*What you need to do*: Do not include the pictures; repeat the rest of the data exactly.

*Input data*:
◇ ◇ ◇ ◇
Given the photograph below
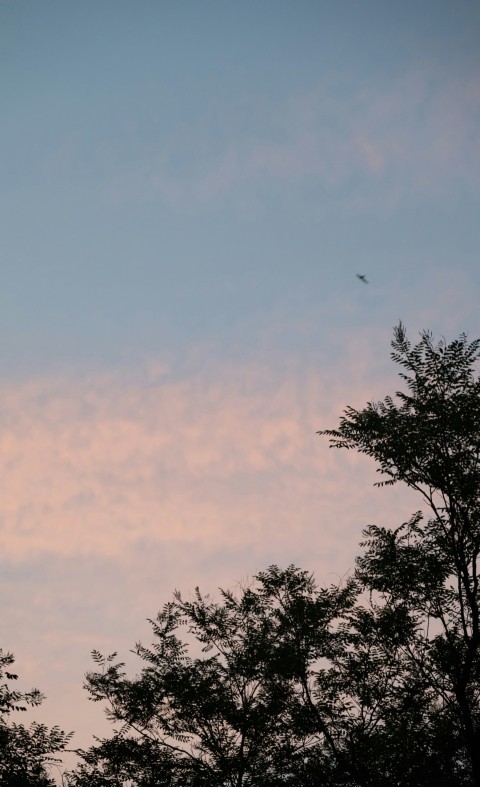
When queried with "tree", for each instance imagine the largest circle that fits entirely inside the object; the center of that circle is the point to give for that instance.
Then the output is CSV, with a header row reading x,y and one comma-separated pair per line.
x,y
25,752
428,571
239,712
373,682
292,685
◇ ◇ ◇ ◇
*Answer to the task*:
Given the photograph below
When queried with "tree", for each instance imagine the largest circle that fits entirely inside the object; the center of that circle is the point to give for that instance.
Then the output is CSV, with a header row reading x,y and one comma-separated pair per line.
x,y
25,752
428,571
239,712
373,682
292,685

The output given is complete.